- What the task requires
Update the items below by replacing "tree trunk" with "trunk" wherever it occurs, leaving everything else unchanged. Omit the pictures from your answer.

--- Start Data for processing ---

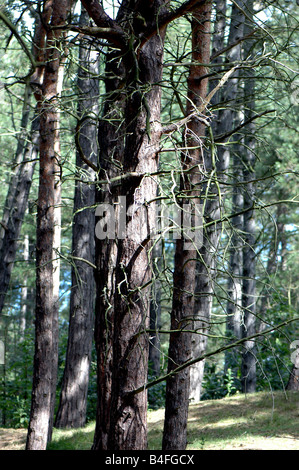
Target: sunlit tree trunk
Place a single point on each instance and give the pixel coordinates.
(215, 166)
(73, 400)
(46, 323)
(248, 367)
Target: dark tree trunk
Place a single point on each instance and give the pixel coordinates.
(178, 385)
(46, 323)
(129, 143)
(155, 311)
(73, 400)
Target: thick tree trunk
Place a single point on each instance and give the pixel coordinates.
(178, 386)
(129, 143)
(73, 400)
(46, 332)
(128, 428)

--- End Data for processing ---

- Solution to this problem
Target: sunlit trunk
Place a single point on each instance and give the pixel coordinates.
(215, 166)
(73, 400)
(46, 323)
(248, 367)
Target: dark trunk
Place a single point on each instance and give the pixel coordinates.
(178, 385)
(46, 323)
(129, 143)
(155, 311)
(73, 400)
Target: thick trunk
Place a single point on each instance and give the pixel coordinates.
(178, 386)
(129, 143)
(73, 400)
(46, 332)
(128, 428)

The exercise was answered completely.